• **TASK BRIEF**: Once the line with "Expected: one point per instance of the white cloud, with" is found in the data, output it and each following line exactly, up to and including the line with "[[311, 294], [13, 223]]", and nothing before or after.

(DATA RECORDS)

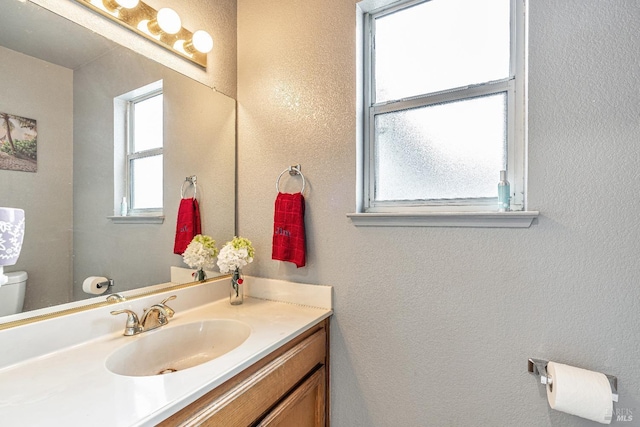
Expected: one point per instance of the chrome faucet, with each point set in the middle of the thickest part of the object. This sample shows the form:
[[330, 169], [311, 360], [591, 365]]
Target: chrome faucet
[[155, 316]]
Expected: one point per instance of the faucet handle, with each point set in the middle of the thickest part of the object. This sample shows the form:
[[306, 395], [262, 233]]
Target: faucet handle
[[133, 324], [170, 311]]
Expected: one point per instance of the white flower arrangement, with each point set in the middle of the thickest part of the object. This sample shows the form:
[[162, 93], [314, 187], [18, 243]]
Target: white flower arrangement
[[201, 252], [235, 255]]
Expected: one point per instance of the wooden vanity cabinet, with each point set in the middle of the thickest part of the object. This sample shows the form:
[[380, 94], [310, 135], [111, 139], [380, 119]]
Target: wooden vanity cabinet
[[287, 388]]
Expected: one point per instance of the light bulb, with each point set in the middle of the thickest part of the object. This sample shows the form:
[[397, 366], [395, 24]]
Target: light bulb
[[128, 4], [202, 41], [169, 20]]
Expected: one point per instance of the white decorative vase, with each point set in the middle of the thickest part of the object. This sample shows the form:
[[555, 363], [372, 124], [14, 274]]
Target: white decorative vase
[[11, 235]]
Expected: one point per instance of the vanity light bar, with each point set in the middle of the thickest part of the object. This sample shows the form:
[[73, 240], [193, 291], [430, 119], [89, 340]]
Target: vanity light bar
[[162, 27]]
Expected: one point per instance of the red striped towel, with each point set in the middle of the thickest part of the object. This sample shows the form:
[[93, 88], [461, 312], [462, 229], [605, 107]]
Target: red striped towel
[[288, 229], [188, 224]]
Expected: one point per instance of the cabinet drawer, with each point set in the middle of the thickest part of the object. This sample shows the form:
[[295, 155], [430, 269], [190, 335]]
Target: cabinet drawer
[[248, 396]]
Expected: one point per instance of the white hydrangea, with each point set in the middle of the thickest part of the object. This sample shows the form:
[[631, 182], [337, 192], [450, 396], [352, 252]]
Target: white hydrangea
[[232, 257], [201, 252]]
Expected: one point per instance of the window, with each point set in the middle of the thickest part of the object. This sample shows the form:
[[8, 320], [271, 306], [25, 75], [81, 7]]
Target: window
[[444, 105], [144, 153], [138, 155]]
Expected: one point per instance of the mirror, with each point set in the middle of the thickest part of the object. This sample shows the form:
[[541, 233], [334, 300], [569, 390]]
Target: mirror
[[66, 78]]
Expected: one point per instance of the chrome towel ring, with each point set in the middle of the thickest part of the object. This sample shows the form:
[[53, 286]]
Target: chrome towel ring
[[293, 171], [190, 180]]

(End DATA RECORDS)
(DATA RECORDS)

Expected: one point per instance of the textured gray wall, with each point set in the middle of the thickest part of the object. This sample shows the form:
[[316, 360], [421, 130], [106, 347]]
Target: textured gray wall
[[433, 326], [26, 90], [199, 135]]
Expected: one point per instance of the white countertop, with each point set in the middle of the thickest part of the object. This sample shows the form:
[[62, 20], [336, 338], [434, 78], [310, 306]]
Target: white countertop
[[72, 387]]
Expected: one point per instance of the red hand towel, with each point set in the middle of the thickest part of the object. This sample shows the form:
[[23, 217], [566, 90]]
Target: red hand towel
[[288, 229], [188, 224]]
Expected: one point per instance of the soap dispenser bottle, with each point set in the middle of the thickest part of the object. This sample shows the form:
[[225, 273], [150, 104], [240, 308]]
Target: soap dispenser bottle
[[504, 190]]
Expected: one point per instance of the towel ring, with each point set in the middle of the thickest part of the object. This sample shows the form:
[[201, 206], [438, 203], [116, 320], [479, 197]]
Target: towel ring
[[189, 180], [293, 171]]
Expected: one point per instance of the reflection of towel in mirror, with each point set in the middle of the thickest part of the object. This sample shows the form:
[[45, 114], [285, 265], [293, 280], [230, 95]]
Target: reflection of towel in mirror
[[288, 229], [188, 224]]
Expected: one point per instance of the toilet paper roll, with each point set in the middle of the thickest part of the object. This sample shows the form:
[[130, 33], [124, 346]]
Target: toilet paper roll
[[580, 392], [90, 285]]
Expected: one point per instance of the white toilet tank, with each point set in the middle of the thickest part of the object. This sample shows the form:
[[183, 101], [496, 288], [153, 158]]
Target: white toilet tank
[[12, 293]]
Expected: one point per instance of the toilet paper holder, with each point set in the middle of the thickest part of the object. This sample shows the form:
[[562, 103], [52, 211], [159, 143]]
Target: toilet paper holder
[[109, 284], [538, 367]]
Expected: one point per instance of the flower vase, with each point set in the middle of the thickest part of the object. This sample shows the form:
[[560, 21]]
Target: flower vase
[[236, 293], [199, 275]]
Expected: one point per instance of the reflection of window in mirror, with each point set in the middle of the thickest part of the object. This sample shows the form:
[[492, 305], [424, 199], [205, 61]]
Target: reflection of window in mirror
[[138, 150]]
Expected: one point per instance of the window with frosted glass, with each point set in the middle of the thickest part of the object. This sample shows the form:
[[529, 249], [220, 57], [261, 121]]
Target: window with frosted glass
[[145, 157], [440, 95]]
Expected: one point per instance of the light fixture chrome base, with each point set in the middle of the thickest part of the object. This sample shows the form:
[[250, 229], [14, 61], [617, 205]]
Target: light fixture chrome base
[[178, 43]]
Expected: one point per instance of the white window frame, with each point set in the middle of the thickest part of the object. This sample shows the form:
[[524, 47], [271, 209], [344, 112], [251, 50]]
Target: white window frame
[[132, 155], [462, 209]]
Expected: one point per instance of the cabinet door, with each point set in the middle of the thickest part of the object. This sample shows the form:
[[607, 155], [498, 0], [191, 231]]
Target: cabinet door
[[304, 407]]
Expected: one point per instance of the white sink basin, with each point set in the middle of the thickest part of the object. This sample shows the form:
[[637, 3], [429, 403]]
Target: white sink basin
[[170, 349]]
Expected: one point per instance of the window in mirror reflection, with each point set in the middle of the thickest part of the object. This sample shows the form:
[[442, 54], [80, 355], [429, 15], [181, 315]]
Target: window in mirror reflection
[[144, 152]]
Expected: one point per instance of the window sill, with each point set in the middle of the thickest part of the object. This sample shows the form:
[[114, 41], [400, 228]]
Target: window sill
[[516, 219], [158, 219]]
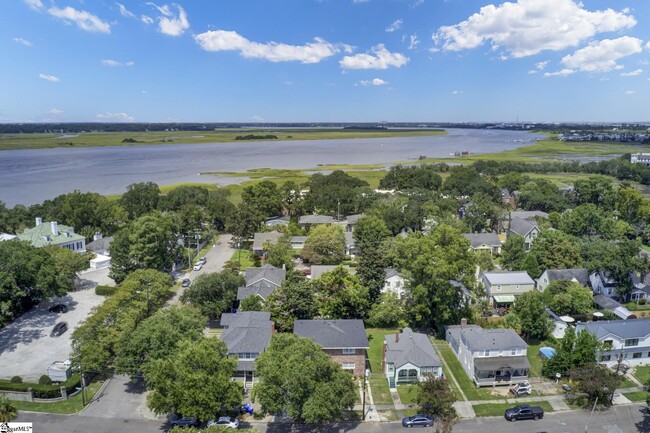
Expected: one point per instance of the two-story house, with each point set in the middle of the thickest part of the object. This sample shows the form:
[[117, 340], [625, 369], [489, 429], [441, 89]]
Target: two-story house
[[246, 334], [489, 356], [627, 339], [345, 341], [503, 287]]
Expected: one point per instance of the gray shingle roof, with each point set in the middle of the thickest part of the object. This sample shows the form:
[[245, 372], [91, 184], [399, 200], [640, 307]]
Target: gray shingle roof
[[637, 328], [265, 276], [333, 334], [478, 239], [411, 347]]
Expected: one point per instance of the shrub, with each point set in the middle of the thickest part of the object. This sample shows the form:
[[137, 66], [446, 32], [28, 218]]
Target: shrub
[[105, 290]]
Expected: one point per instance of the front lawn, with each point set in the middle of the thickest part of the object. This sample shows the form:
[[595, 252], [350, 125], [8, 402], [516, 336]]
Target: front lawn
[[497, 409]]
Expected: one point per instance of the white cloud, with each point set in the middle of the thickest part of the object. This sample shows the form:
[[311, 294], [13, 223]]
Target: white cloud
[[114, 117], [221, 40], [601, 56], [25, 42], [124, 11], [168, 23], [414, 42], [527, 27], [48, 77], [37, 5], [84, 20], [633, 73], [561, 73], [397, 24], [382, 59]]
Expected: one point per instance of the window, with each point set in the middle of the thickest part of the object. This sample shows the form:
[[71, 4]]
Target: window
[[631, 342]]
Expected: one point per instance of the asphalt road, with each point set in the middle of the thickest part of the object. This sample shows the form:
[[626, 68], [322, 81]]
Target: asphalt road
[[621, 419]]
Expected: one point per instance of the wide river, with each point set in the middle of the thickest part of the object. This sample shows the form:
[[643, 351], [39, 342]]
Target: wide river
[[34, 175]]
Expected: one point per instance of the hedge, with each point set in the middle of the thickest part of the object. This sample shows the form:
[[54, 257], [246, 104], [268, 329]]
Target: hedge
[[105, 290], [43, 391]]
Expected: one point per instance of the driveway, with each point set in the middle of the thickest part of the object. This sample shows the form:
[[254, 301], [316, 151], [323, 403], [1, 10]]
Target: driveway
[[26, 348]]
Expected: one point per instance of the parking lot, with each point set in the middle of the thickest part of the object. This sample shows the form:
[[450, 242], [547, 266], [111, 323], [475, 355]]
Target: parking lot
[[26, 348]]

(End DATA RECORDS)
(DATA RECORDS)

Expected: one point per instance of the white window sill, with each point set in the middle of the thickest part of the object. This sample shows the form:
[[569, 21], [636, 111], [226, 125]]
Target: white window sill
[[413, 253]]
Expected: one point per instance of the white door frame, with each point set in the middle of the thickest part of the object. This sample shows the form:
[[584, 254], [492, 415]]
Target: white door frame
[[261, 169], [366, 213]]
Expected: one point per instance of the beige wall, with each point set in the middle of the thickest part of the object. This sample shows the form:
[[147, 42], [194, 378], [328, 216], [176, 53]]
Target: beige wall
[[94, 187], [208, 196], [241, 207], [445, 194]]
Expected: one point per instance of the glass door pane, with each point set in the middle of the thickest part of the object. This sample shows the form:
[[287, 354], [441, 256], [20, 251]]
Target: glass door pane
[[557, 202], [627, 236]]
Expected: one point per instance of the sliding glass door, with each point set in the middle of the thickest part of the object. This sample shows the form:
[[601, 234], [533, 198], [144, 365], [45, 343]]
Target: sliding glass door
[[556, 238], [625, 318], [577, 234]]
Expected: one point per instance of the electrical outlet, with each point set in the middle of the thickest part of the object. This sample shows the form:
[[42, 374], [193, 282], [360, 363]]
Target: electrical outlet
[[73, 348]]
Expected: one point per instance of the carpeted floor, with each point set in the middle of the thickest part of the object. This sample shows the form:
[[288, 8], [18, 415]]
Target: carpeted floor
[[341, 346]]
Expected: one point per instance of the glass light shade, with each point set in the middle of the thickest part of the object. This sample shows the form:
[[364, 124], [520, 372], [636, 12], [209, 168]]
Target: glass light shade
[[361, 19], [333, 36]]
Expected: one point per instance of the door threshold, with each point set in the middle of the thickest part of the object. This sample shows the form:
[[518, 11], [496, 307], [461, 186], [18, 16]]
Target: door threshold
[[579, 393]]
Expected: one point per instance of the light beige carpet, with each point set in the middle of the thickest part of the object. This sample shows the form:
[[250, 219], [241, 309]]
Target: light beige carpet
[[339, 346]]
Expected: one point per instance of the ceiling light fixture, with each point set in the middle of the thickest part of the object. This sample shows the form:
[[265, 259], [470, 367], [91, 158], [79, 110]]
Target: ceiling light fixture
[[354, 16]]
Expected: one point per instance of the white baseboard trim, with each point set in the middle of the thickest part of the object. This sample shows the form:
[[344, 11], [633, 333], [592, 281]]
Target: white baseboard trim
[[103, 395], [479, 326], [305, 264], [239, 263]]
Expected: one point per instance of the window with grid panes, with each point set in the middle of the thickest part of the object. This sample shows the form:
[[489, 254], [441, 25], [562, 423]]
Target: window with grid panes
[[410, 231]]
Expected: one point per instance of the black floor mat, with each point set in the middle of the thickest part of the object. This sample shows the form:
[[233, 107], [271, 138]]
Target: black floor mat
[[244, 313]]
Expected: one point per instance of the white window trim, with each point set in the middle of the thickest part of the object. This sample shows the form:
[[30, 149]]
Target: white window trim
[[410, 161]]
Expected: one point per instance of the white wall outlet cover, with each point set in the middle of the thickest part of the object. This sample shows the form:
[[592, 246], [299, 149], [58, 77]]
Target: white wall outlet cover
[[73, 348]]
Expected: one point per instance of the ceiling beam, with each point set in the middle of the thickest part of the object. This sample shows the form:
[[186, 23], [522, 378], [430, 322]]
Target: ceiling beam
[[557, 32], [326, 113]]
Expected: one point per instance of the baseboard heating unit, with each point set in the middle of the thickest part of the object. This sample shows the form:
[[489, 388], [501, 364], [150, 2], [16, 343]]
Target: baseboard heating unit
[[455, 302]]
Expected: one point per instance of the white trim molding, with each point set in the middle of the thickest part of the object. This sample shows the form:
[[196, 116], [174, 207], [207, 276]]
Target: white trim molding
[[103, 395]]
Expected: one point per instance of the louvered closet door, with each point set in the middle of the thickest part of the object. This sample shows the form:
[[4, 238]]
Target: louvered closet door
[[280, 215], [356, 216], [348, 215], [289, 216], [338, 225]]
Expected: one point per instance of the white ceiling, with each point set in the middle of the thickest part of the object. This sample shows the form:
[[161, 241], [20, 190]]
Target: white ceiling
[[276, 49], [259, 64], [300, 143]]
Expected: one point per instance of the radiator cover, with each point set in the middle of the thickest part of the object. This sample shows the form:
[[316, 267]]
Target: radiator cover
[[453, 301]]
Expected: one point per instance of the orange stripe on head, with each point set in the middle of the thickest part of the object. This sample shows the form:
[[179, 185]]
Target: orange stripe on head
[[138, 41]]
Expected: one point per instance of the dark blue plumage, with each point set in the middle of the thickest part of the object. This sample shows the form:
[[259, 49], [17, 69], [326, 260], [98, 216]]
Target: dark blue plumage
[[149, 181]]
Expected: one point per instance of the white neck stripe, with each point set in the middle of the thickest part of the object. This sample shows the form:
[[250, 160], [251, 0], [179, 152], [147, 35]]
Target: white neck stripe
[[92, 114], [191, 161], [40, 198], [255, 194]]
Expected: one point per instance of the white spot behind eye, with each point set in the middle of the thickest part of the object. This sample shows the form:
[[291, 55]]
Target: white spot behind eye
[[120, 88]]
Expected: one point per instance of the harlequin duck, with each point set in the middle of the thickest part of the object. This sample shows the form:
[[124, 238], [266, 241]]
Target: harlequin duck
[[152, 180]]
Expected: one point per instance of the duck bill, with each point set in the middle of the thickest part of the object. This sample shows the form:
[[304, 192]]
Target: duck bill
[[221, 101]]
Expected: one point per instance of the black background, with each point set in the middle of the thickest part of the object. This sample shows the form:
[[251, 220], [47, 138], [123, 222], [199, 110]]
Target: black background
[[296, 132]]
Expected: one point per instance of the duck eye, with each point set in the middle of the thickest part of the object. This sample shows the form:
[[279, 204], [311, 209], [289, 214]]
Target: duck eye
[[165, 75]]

(End DATA RECORDS)

• **SOLVED PROBLEM**:
Expected: one point per instance of the white cloud, with each point set in the middle of the thickest part of the object. This sample shows the form:
[[311, 294], [13, 223]]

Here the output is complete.